#### DIRECTIVE
Find every line in the records below that contains the string "JSON", treating uppercase and lowercase letters as different, and copy each of those lines.

#### DATASET CONTENT
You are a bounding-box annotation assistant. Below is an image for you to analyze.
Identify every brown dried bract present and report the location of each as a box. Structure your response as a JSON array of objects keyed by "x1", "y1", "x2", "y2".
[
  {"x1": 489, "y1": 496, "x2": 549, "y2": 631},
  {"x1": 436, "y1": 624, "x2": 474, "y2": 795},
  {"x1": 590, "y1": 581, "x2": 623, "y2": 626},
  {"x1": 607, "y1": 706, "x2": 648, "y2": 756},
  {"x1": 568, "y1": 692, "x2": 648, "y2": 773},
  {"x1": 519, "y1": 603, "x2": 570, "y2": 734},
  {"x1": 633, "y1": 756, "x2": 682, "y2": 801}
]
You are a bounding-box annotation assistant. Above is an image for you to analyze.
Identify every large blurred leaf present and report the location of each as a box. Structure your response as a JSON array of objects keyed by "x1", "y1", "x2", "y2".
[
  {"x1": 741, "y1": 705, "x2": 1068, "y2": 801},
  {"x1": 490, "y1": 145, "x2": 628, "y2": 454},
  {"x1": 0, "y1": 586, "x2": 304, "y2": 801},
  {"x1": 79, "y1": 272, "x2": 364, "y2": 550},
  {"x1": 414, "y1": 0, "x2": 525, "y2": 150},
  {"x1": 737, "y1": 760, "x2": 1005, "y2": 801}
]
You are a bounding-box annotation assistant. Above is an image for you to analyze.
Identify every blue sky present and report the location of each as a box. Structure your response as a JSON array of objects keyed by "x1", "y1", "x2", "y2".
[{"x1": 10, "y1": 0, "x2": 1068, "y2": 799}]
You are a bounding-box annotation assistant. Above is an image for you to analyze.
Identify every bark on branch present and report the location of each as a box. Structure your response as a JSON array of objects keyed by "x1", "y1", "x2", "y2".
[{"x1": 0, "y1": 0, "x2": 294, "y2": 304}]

#### REPLY
Identify every brown dried bract present and report the location of each as a box. Structure your response as a JSON array of objects keyed by "x1", "y1", "x2", "y2".
Identify every large blurred leaf present and report the location of each as a box. Structure your response as a JSON array of objects keyed by "x1", "y1", "x2", "y2".
Identify every blue sky present and report the location of each as a box. Structure your response as a JSON array of objects keyed by "x1", "y1", "x2", "y2".
Identify every bark on branch present and report the location of each as a box. Structure your response as a JSON array of objects keyed by "x1", "y1", "x2", "y2".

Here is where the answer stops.